What this task involves => Reproduce the lines starting with the line that contains "Exercise. Mark the distant" and continuing through the line that contains "[(536, 191), (78, 393)]", both included, and no others. Multiply every coordinate in the answers by 0.75 and round to whole numbers with halves rounded up, leaving the requests and their format samples unchanged.

Coordinate labeling data =>
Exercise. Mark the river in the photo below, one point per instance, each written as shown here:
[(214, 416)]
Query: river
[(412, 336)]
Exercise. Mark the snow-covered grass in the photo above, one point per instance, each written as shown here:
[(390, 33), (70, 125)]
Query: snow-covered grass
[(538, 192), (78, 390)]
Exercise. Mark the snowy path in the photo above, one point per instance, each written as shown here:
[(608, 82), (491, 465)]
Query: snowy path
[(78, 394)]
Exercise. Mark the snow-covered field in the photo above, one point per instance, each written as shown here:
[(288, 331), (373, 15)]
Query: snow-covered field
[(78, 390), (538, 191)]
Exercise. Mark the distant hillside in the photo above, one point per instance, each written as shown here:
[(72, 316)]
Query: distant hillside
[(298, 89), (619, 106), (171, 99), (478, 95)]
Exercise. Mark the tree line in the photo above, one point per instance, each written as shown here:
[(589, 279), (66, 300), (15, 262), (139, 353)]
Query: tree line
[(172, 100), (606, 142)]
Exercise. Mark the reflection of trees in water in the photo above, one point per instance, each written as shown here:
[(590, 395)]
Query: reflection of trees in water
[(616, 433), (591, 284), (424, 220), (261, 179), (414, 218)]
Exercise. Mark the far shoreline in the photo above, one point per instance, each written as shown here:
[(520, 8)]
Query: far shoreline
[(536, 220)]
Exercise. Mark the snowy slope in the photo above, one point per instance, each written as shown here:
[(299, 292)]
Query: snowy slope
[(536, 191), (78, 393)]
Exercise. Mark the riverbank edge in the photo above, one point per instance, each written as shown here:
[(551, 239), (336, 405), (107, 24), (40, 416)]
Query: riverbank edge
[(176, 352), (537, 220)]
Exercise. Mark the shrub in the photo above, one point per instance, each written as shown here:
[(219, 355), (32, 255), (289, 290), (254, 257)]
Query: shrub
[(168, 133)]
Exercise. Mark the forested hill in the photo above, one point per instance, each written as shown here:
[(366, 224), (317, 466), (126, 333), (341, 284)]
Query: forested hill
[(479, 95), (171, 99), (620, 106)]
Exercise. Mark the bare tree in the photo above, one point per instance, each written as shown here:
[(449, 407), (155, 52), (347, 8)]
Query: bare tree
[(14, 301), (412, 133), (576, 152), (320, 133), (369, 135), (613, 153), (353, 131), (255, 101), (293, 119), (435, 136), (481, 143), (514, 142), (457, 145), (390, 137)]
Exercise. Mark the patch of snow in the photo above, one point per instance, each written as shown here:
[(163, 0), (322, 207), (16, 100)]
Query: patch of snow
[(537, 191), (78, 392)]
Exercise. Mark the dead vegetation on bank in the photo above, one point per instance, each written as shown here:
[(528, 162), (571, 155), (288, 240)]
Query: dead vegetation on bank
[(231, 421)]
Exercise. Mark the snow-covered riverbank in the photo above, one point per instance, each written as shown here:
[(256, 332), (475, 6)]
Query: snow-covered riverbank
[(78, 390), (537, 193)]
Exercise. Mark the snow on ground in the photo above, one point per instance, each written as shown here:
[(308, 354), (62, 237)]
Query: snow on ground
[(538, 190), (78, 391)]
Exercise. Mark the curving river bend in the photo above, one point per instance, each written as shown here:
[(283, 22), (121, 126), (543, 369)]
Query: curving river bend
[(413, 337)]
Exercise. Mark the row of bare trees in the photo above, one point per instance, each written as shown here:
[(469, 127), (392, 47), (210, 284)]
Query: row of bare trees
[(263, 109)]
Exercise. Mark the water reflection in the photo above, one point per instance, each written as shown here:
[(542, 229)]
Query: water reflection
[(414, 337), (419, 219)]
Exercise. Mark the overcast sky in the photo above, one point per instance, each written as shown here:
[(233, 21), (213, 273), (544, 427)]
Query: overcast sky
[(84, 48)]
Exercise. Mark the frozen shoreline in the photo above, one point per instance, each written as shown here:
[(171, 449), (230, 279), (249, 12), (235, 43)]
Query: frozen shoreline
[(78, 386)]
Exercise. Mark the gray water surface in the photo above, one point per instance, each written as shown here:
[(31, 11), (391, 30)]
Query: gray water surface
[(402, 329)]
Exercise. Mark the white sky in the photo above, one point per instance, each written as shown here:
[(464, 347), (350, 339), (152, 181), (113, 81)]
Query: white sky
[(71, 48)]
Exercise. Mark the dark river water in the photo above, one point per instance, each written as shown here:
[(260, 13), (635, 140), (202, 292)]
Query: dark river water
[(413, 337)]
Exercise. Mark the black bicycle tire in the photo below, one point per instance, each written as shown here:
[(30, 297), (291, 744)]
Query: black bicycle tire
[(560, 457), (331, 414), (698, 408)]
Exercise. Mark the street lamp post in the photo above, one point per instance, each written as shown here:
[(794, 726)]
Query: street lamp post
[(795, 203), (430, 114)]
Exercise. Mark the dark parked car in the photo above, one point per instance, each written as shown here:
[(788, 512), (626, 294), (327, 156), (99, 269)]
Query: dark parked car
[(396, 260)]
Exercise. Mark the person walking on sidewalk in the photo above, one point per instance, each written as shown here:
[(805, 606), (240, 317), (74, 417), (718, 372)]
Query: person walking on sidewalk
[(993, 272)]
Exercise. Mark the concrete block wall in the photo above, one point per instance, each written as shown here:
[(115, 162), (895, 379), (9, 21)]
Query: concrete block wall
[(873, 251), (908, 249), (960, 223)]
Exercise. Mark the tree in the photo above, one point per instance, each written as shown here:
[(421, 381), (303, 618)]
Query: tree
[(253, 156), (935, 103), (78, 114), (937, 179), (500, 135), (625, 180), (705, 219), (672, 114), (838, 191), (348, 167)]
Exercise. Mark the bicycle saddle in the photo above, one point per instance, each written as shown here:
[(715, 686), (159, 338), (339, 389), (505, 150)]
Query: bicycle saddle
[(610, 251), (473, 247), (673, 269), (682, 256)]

Response =>
Exercise. Mark the distant hillside in the photo above, one point per instance, each written as shown here:
[(72, 316)]
Query: distant hillside
[(224, 67), (464, 80), (128, 74), (359, 71)]
Exercise. Mark the tree line in the photo above, one point per instance, each written as shown here:
[(589, 279), (66, 300), (15, 262), (139, 353)]
Query: tree line
[(129, 75), (455, 107)]
Exercise. Mark the reflection of trees in water in the photo above, one point per instance, each written as shown here:
[(590, 395)]
Query: reflection of trees in water
[(462, 325), (443, 213), (318, 165), (196, 134), (311, 164)]
Exercise. Mark the far shoreline in the photo above, one point per instance, each written as shown here:
[(520, 8)]
Query: far shoreline
[(402, 165)]
Exercise. Mark the snowy slope in the photo above, one point per instance, each written as shown here:
[(299, 292)]
Query: snowy slope
[(402, 143), (59, 295)]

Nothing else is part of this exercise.